§ OBJECTIVE:
Can you return the items word for word, from the beginning up to and including the line with "Give the mask of every instance of the boat", leaving out the pictures?

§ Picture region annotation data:

--------------------

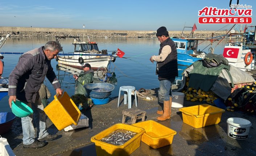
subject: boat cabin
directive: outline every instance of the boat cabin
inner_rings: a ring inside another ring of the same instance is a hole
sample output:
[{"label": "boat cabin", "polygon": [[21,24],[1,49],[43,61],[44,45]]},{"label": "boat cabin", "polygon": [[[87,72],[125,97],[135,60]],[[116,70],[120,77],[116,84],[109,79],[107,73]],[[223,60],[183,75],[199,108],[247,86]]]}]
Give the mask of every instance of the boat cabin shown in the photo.
[{"label": "boat cabin", "polygon": [[175,43],[178,52],[189,55],[196,55],[197,54],[197,46],[199,39],[177,38],[171,39]]},{"label": "boat cabin", "polygon": [[97,51],[92,51],[92,52],[95,52],[99,51],[99,50],[98,44],[95,42],[93,42],[93,43],[88,43],[83,42],[74,43],[73,44],[75,46],[75,52],[83,52],[84,51],[90,52],[90,51],[93,51],[94,50],[96,50]]}]

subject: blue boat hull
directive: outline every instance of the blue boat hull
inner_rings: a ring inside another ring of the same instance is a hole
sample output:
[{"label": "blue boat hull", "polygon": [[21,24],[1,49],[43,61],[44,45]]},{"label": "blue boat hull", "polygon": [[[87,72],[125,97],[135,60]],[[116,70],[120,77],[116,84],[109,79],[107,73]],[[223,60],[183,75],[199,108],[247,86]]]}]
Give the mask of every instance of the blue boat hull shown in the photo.
[{"label": "blue boat hull", "polygon": [[195,61],[202,59],[202,58],[193,57],[187,54],[178,53],[178,65],[189,66]]},{"label": "blue boat hull", "polygon": [[10,130],[16,117],[12,112],[0,113],[0,135]]}]

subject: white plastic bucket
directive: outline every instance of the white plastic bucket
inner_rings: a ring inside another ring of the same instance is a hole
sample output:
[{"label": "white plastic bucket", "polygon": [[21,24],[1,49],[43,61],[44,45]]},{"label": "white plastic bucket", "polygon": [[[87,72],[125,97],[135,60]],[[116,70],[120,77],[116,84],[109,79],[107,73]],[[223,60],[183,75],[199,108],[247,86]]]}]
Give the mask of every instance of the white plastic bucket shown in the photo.
[{"label": "white plastic bucket", "polygon": [[227,134],[236,139],[244,140],[248,138],[252,123],[246,119],[239,118],[230,118],[227,120],[228,124]]},{"label": "white plastic bucket", "polygon": [[172,101],[172,107],[181,108],[183,107],[184,96],[185,94],[183,93],[172,92],[172,96],[173,98]]}]

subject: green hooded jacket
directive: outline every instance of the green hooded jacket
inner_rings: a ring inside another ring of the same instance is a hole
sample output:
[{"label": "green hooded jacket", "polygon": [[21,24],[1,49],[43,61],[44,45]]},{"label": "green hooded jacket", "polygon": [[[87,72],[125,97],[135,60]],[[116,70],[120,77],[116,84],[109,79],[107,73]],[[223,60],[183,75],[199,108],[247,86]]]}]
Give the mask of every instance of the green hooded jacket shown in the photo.
[{"label": "green hooded jacket", "polygon": [[84,74],[79,75],[79,77],[76,80],[75,94],[86,94],[86,91],[83,87],[84,85],[93,83],[93,70],[91,69],[85,72]]}]

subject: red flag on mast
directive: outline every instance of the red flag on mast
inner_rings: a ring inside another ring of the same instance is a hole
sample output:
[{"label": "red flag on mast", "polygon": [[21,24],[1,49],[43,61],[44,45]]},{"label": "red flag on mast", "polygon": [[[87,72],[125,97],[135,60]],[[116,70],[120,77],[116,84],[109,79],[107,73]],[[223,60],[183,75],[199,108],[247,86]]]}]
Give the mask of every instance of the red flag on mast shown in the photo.
[{"label": "red flag on mast", "polygon": [[116,50],[116,55],[118,56],[120,58],[122,58],[124,55],[124,52],[121,50],[117,48],[117,50]]},{"label": "red flag on mast", "polygon": [[244,27],[244,33],[245,33],[246,29],[247,29],[247,27],[246,27],[246,24],[245,24],[245,26]]},{"label": "red flag on mast", "polygon": [[194,32],[195,30],[196,30],[197,29],[197,26],[195,25],[195,24],[194,24],[194,25],[193,26],[193,28],[192,28],[192,32]]}]

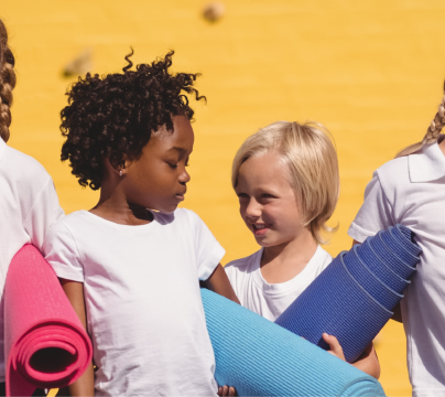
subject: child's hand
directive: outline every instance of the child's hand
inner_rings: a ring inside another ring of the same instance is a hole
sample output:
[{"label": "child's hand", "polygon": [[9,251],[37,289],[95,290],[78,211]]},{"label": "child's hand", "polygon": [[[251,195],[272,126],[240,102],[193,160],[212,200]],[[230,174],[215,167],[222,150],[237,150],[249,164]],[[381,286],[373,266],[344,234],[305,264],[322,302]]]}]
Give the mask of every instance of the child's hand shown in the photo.
[{"label": "child's hand", "polygon": [[335,355],[336,357],[346,361],[345,360],[345,354],[343,354],[343,347],[340,346],[337,337],[335,337],[334,335],[329,335],[326,332],[323,333],[323,340],[329,345],[330,350],[328,351],[328,353]]},{"label": "child's hand", "polygon": [[238,396],[238,394],[235,387],[219,386],[218,396]]}]

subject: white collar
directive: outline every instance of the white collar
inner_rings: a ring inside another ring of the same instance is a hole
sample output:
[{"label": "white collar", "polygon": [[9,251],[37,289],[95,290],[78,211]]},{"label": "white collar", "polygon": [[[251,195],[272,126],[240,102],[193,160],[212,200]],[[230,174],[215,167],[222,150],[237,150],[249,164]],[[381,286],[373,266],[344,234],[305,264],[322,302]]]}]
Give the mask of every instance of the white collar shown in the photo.
[{"label": "white collar", "polygon": [[7,150],[7,143],[0,138],[0,161],[3,158],[4,151]]},{"label": "white collar", "polygon": [[442,139],[408,157],[411,182],[428,182],[445,176],[445,155],[438,147]]}]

--------------------

§ OUTPUT OF THE TASK:
subject: boat cabin
directive: outline every instance of the boat cabin
inner_rings: a ring inside another ring of the same instance is a hole
sample output:
[{"label": "boat cabin", "polygon": [[21,24],[1,49],[43,61],[44,45]]},{"label": "boat cabin", "polygon": [[[87,72],[125,97],[135,60]],[[116,70],[120,77],[116,84],[109,79],[107,73]],[[223,60],[183,75],[199,108],[247,86]]]}]
Give the mask of every instance of the boat cabin shown in the photo.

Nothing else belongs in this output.